*SUPPLIED TEXT*.
--- Start ---

Harbor Maintenance Tax. The HMT is an ad valorem tax based on the value of imported goods, amounting to about $80 on average for a 40-foot container of imports moving through a U.S. port, Lidinsky said. But he noted charges can be much steeper for a container loaded with high-value goods such as auto parts.
  Despite the HMT, he said the U.S. government is failing to provide needed infrastructure investments in return.
  “Let me be very clear about this: Canadian and Mexican ports are free to compete with U.S. ports for U.S. cargo. But they should do so on a playing field that is not artificially tilted by governments’ policies,” Lidinsky said.
  He also said he was “curious whether that disparity is compounded by artificial differences in container inspection practices and costs, rail costs, and infrastructure cost investments.”
  “The primary focus of the congressional request is disparities created by the U.S. harbor maintenance tax,” Lidinsky said. “So the primary impetus for the study is a U.S. policy and the question: are we handicapping ourselves? Is there something we can learn from how Canadian ports raise revenues and pay for dredging and port infrastructure?”
  Of course, the harbor maintenance tax is the subject of at least two other major debates in the shipping industry. Promoters of “marine highway” systems want domestic intermodal cargo to be exempted from the HMT to encourage the use of short-sea or inland vessels to haul freight; ports and exporters want the surplus in the Harbor Maintenance Trust Fund that contains the proceeds of the HMT to be spent down to work-off the backlog of maintenance dredging around the country.
  It also appears that many Canadian ports attracting U.S. cargo are blessed by deep water. Gurney said Prince Rupert has the deepest natural harbor in North America, and has little need to dredge. Melford also says it has water to accommodate the largest container berths. Sydney already has deep water, but began a $38 million project to deepen its entrance channel to 17 meters (55 feet) in October.
  In addition, the Port of Montreal has long competed vigorously for cargo moving to and from the U.S. Midwest without causing much commotion.


“No one at the FMC or in the U.S. government has raised the prospect of levies, sanctions, or tariffs. I am simply talking about a study of the facts.”
Richard A Lidinsky Jr.
chairman,
U.S. Federal Maritime Commission

  
Kevin Doherty, chief executive officer of the Montreal Gateway Terminals Partnership (MGT), said about 30 percent of the containers that the two terminals his company handles moves to U.S. cities such as Chicago, Detroit and Minneapolis, with a smaller portion going into the Northeast.
  Geography, he said, offers Montreal the ability to bring cargo 1,000 miles up the St. Lawrence River and closer to its final destination, thereby reducing more expensive rail or truck transport for American shippers. Doherty explained that advantage may grow as he expects the size of the containerships calling at the port to increase in the coming years. The largest ships currently calling MGT max out at about 4,400 TEUs, but success at bringing large tankers up the river indicate that it may be possible to bring 5,000-6,000 TEU ships to Montreal, he said.

--- End ---

*SUPPLIED INFORMATION*.
--- Start ---

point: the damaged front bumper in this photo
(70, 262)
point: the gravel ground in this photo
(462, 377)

--- End ---

*DIRECTIVE*.
From the harbor maintenance tax article above, extract the passage between "Kevin Doherty, chief" and "into the Northeast.", inclusive, without changing any wording.

*RESPONSE TO THE TASK*.
Kevin Doherty, chief executive officer of the Montreal Gateway Terminals Partnership (MGT), said about 30 percent of the containers that the two terminals his company handles moves to U.S. cities such as Chicago, Detroit and Minneapolis, with a smaller portion going into the Northeast.